#### Written request:
In the material below, replace each "one point per instance" with "one point for each instance" and leave everything else unchanged.

#### Exercise data:
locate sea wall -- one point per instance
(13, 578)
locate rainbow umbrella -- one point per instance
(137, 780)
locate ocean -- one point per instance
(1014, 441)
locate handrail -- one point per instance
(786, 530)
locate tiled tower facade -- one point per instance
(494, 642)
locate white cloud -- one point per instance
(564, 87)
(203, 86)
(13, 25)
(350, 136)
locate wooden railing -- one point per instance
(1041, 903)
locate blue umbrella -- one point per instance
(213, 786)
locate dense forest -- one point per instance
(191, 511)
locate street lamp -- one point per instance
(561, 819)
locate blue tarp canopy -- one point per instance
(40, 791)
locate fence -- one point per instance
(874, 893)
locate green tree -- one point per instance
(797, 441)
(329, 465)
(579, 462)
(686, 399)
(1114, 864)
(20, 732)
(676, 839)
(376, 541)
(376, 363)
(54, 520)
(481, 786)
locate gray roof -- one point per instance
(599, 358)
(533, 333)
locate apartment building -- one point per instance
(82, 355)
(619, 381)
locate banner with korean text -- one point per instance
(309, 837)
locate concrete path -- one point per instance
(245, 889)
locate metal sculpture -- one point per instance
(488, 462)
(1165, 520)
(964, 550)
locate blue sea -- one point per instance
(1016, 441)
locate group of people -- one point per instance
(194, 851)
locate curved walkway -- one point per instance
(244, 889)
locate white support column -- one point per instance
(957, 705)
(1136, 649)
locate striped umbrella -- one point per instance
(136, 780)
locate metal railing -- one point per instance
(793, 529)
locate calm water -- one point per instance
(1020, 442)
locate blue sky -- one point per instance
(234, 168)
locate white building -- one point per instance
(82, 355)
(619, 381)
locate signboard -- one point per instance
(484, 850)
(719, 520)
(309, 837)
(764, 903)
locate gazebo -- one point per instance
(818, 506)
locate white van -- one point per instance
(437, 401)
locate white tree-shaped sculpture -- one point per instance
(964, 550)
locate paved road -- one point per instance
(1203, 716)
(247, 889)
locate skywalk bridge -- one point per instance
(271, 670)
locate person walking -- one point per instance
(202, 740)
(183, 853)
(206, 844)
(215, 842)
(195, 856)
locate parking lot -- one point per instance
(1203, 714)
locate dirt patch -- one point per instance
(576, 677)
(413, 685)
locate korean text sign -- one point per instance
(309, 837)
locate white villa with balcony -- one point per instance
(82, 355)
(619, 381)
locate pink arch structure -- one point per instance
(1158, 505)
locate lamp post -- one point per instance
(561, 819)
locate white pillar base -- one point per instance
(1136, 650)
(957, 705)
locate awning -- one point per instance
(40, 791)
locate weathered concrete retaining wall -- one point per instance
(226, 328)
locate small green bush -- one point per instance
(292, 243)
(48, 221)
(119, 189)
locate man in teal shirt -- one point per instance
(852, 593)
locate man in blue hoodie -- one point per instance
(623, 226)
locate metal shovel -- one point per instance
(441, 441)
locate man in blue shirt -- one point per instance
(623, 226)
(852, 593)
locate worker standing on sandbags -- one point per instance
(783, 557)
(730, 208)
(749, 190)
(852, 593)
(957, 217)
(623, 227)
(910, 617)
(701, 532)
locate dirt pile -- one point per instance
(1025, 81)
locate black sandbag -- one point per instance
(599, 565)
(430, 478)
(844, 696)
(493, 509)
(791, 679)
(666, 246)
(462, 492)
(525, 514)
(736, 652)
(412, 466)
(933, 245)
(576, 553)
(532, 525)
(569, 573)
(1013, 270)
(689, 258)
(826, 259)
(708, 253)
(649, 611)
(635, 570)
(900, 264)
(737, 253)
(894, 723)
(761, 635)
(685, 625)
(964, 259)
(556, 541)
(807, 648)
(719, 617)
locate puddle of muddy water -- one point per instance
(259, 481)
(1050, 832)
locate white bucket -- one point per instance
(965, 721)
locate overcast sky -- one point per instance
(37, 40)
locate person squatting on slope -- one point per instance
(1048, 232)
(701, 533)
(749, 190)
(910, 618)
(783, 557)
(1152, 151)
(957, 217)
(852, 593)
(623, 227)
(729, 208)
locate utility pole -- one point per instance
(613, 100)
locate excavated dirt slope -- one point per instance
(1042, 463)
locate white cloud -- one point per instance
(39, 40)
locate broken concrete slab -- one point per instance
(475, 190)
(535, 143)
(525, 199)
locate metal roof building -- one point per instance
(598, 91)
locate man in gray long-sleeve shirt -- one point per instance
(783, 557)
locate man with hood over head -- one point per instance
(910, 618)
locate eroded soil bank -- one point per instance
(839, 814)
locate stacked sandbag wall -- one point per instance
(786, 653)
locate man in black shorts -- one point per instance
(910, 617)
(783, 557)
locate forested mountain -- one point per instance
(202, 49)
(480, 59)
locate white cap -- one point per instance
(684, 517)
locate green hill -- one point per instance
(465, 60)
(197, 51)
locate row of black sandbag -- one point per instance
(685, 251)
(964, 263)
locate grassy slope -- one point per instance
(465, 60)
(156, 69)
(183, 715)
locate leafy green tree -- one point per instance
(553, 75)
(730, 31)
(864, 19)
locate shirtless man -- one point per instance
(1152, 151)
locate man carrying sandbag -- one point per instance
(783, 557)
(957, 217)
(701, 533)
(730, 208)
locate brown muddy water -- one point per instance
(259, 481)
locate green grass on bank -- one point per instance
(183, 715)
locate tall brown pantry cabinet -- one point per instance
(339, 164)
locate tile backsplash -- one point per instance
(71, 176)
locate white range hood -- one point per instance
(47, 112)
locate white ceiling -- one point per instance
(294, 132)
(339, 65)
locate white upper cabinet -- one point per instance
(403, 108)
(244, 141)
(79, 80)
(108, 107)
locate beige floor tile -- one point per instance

#### Written response:
locate sea wall -- one point for each instance
(13, 578)
locate rainbow umbrella -- one point for each instance
(137, 780)
locate ocean -- one point for each instance
(1014, 441)
locate handrail -- one point for each instance
(786, 530)
locate tiled tower facade -- one point for each instance
(494, 642)
locate white cloud -- one point for each instance
(564, 87)
(203, 86)
(13, 25)
(350, 136)
locate wooden railing -- one point for each instance
(1041, 903)
locate blue umbrella -- one point for each instance
(213, 786)
locate dense forest -- one point for each instance
(191, 511)
locate street lamp -- one point for each instance
(561, 819)
locate blue tarp canopy -- one point for each instance
(40, 791)
locate fence -- one point for each instance
(874, 893)
locate green tree -- one point for each instance
(797, 441)
(329, 465)
(579, 462)
(686, 399)
(1114, 864)
(20, 732)
(676, 839)
(376, 541)
(376, 363)
(54, 520)
(481, 786)
locate gray roof -- one point for each instance
(599, 358)
(533, 333)
locate apartment building -- one point for each instance
(82, 355)
(619, 381)
locate banner with korean text -- one point for each instance
(309, 837)
locate concrete path -- one point for each instance
(245, 889)
locate metal sculpture -- one point for each instance
(488, 462)
(1165, 520)
(964, 550)
locate blue sea -- one point for each instance
(1016, 441)
locate group of people -- one point for each instance
(194, 851)
locate curved walkway -- one point for each instance
(244, 889)
locate white support column -- one point for each instance
(957, 705)
(1136, 649)
locate striped umbrella -- one point for each instance
(136, 780)
locate metal railing -- one point for each instance
(793, 529)
locate calm water -- one point for each instance
(1020, 442)
locate blue sky -- one point for each instance
(234, 168)
locate white building -- one point for each instance
(82, 355)
(619, 381)
locate signboard -- one point for each instance
(484, 850)
(719, 520)
(309, 837)
(764, 903)
locate gazebo -- one point for each instance
(818, 506)
locate white van -- one point for each instance
(437, 401)
locate white tree-shaped sculpture -- one point for each instance
(964, 550)
locate paved road -- one point for each instance
(1203, 716)
(247, 889)
locate skywalk bridge -- one point for each instance
(271, 670)
locate person walking -- one point for each instance
(202, 740)
(183, 853)
(206, 844)
(215, 842)
(195, 856)
locate parking lot -- one point for each instance
(1203, 714)
locate dirt patch -- one point for each instance
(576, 677)
(413, 685)
locate korean text sign -- one point for each instance
(309, 837)
locate white villa with balcony -- one point for each instance
(82, 355)
(619, 381)
locate pink arch structure -- one point for each instance
(1158, 505)
locate lamp post -- one point for each instance
(561, 819)
locate white pillar base -- one point for each instance
(1136, 650)
(957, 705)
locate awning -- one point for each instance
(40, 791)
locate weathered concrete retaining wall -- one point for each instance
(226, 328)
locate small green bush -- one point for each instance
(292, 243)
(48, 221)
(119, 189)
locate man in teal shirt -- one point for each instance
(852, 593)
locate man in blue hoodie -- one point for each instance
(623, 226)
locate metal shovel -- one point for each instance
(441, 441)
locate man in blue shirt -- one point for each instance
(623, 226)
(852, 593)
locate worker standing on sandbags -- one point for each instance
(783, 557)
(730, 208)
(749, 190)
(852, 593)
(957, 217)
(623, 227)
(910, 617)
(701, 532)
locate dirt pile -- one point for each instance
(1025, 81)
locate black sandbag -- one point for each instance
(599, 565)
(430, 478)
(844, 696)
(493, 509)
(791, 679)
(666, 246)
(462, 492)
(525, 514)
(736, 652)
(412, 466)
(933, 245)
(576, 553)
(532, 525)
(569, 573)
(1013, 270)
(689, 258)
(826, 259)
(708, 253)
(649, 611)
(635, 570)
(900, 264)
(737, 253)
(894, 723)
(761, 635)
(685, 625)
(964, 259)
(556, 541)
(807, 648)
(719, 617)
locate puddle of muddy water -- one point for each instance
(259, 481)
(1050, 832)
locate white bucket -- one point for each instance
(965, 721)
locate overcast sky -- one point for each instance
(37, 40)
locate person squatting on slope -- one point for each instance
(1048, 232)
(701, 533)
(749, 190)
(910, 618)
(783, 557)
(1152, 151)
(957, 217)
(852, 593)
(623, 227)
(729, 208)
locate utility pole -- one point for each instance
(613, 100)
locate excavated dirt slope -- one point for each instance
(1042, 463)
locate white cloud -- one point for each instance
(39, 40)
locate broken concrete slab -- one point for each instance
(475, 190)
(535, 143)
(525, 199)
locate metal roof building -- one point for each instance
(598, 91)
locate man in gray long-sleeve shirt -- one point for each instance
(783, 557)
locate man with hood over head -- one point for each instance
(910, 618)
locate eroded soil bank -- one point for each instance
(839, 814)
locate stacked sandbag wall -- one point for each instance
(786, 653)
locate man in black shorts -- one point for each instance
(910, 617)
(783, 557)
locate forested mountain -- one point for each instance
(202, 49)
(480, 59)
locate white cap -- one point for each instance
(684, 517)
locate green hill -- one point for each instance
(465, 60)
(197, 51)
locate row of black sandbag -- one point for each instance
(685, 251)
(964, 263)
locate grassy slope -- one point for each instance
(465, 60)
(156, 69)
(183, 715)
locate leafy green tree -- one point for each instance
(553, 75)
(730, 31)
(864, 19)
locate shirtless man -- one point for each instance
(1152, 151)
locate man carrying sandbag -- one point for each instance
(783, 557)
(957, 217)
(701, 533)
(730, 208)
locate brown muddy water -- one point for each instance
(259, 481)
locate green grass on bank -- one point for each instance
(183, 715)
locate tall brown pantry cabinet -- one point for each instance
(339, 164)
locate tile backsplash -- one point for each instance
(71, 176)
locate white range hood -- one point for each instance
(47, 112)
locate white ceiling -- one point for each instance
(294, 132)
(339, 65)
locate white upper cabinet -- one point for each instance
(403, 108)
(244, 141)
(79, 80)
(108, 107)
locate beige floor tile -- one point for each instance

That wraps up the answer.